▸ **Short task**: Print every one of the lines below without changing a single character.

▸ **Entries from a dataset**:

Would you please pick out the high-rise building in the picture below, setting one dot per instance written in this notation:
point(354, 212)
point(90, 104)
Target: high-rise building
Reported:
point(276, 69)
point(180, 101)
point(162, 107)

▸ **Written answer**:
Would you please pick out the high-rise building in the picture below, setting one dot per instance written in this notation:
point(354, 212)
point(90, 104)
Target: high-rise building
Reported:
point(276, 69)
point(180, 101)
point(162, 107)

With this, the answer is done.